## What is being asked
"For every instance of the church" appears in one line; retype that line and all lines following it through the end of the records, with nothing left out or added.

*** Begin section ***

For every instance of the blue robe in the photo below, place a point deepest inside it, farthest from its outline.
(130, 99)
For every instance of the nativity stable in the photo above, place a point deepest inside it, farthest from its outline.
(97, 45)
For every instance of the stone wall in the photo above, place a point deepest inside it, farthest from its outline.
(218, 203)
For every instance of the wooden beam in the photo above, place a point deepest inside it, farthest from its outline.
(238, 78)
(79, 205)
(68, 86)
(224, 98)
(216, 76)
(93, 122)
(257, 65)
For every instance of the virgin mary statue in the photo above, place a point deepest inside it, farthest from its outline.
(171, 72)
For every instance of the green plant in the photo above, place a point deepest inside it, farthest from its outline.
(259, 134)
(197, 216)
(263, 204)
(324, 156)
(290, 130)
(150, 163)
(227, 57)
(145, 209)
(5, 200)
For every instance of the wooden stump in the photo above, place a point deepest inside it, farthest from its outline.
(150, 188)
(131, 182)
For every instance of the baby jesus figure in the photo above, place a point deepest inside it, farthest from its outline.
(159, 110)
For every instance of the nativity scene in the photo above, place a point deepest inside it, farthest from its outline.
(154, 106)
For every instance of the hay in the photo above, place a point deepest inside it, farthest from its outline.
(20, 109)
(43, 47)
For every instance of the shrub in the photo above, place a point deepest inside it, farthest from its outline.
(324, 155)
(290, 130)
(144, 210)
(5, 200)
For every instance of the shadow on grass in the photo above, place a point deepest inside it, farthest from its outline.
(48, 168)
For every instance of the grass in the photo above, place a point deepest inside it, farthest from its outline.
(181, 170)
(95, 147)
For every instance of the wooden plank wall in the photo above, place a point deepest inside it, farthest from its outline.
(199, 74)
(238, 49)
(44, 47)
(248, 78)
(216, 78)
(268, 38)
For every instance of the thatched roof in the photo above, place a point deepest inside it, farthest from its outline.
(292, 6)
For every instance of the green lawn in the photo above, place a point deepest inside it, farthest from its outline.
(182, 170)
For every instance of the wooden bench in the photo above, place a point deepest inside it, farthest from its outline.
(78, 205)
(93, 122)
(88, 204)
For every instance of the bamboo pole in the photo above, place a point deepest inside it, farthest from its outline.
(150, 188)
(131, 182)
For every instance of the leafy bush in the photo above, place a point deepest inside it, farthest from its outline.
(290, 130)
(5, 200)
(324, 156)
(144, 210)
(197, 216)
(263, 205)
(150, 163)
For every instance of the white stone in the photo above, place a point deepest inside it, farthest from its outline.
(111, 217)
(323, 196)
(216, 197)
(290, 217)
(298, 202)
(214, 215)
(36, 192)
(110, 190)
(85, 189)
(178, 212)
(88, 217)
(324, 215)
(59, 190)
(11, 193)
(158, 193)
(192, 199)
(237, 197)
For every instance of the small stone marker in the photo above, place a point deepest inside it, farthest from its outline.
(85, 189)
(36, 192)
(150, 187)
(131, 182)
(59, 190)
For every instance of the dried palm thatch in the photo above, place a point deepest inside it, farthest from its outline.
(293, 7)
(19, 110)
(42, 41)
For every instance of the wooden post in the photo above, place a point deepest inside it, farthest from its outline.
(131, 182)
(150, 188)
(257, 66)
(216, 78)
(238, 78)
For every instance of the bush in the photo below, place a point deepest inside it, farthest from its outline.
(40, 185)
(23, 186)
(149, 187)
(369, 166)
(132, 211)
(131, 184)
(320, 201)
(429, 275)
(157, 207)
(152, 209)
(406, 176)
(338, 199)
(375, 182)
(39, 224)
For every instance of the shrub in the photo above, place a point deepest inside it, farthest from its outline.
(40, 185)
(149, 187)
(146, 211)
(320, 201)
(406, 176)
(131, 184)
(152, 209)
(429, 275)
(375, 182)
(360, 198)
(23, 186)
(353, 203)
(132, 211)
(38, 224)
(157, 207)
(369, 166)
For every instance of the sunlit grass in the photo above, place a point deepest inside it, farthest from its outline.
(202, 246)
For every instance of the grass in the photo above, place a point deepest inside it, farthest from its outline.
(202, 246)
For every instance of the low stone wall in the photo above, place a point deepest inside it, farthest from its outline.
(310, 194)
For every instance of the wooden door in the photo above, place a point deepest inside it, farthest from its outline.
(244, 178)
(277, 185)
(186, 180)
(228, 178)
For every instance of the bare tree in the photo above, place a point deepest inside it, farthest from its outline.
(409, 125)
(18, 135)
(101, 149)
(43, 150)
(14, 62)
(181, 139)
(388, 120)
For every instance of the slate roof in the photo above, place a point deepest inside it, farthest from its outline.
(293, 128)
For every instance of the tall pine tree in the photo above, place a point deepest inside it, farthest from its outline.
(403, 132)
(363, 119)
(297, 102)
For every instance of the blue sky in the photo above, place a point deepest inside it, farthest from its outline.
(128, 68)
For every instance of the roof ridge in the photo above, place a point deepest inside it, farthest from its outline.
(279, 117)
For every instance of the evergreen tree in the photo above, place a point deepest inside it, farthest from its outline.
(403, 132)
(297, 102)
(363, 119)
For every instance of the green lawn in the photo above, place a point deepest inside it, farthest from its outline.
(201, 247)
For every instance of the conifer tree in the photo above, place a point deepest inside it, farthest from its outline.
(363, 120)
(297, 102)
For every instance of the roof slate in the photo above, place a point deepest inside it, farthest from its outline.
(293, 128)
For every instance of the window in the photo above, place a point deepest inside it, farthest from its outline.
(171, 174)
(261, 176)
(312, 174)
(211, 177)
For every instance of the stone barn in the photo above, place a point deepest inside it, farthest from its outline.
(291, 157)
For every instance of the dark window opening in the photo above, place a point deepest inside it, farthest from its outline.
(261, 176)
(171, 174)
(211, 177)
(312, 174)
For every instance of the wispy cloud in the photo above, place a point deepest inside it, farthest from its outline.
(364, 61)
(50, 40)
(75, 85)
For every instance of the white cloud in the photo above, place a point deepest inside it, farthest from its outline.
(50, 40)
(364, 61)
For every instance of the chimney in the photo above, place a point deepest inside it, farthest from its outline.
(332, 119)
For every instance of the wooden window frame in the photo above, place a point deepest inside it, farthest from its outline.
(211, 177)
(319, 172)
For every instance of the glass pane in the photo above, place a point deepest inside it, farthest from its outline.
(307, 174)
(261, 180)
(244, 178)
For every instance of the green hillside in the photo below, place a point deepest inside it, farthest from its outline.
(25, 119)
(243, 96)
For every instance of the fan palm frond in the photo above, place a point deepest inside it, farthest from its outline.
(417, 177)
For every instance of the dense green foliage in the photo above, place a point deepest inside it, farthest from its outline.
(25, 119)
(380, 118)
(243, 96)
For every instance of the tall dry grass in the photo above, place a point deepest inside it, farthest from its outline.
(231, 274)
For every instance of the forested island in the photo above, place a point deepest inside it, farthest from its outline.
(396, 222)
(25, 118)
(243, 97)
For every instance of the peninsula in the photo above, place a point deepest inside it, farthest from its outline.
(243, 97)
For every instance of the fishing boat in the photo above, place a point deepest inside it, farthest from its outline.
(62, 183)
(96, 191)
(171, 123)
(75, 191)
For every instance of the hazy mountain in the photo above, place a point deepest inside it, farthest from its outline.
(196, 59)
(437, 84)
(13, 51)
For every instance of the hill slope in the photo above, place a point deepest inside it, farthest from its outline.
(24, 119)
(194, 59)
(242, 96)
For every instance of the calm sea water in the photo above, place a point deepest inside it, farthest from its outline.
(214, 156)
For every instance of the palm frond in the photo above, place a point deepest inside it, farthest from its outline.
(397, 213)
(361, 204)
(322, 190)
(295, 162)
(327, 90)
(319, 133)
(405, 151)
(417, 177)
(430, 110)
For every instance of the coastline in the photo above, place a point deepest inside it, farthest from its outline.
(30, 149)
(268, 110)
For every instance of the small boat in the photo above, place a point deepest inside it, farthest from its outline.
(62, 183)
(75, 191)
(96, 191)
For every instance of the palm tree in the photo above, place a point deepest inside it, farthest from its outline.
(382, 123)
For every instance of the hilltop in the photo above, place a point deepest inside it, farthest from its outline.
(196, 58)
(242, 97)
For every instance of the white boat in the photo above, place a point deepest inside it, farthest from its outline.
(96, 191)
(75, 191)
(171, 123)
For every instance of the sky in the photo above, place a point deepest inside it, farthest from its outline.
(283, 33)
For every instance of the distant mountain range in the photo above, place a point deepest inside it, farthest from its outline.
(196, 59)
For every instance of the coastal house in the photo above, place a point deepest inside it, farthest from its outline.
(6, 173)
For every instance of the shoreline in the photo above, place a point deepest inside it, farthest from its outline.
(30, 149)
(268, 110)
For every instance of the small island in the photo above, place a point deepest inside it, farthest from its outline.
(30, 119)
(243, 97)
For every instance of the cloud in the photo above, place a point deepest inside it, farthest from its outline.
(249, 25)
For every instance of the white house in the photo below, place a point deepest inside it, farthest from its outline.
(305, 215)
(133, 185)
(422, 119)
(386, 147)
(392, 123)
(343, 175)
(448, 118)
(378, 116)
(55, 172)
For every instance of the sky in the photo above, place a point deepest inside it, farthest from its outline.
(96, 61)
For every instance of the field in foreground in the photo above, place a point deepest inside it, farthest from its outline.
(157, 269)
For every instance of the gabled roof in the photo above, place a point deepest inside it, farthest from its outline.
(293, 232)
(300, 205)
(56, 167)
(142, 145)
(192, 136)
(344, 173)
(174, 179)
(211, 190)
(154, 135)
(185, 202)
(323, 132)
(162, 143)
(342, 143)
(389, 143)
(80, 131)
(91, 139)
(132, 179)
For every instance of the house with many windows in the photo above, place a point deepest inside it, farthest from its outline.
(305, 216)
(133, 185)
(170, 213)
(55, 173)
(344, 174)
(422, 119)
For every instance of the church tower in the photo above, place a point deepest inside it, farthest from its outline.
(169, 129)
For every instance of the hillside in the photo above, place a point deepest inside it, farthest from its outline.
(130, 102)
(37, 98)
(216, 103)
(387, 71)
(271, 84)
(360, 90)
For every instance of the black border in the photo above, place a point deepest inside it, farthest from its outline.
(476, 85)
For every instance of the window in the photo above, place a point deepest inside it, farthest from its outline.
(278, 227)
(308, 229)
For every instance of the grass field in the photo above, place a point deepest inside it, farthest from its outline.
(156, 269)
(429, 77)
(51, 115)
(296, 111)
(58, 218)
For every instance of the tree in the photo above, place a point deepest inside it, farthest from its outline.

*** End section ***

## Exercise solution
For every instance of the church tower in the photo above, place a point deepest inside it, farthest from its outline.
(169, 129)
For every instance of the hillside in the photo above, place a point deepest inside it, farthest from its outline.
(130, 102)
(37, 98)
(216, 103)
(387, 71)
(271, 84)
(360, 90)
For every instance of the black border in the photo above, place a point deepest inside it, farthest from its outline.
(476, 85)
For every instance of the window in the photo above, place a point deepest inside it, farthest from its outline.
(278, 227)
(308, 229)
For every instance of the grass field in the photo above, place a point deepest inside it, farthest from its outline.
(156, 269)
(429, 77)
(51, 115)
(296, 111)
(58, 218)
For every instance of the tree in the photo above, place a point deepest inside it, farthest from its outline.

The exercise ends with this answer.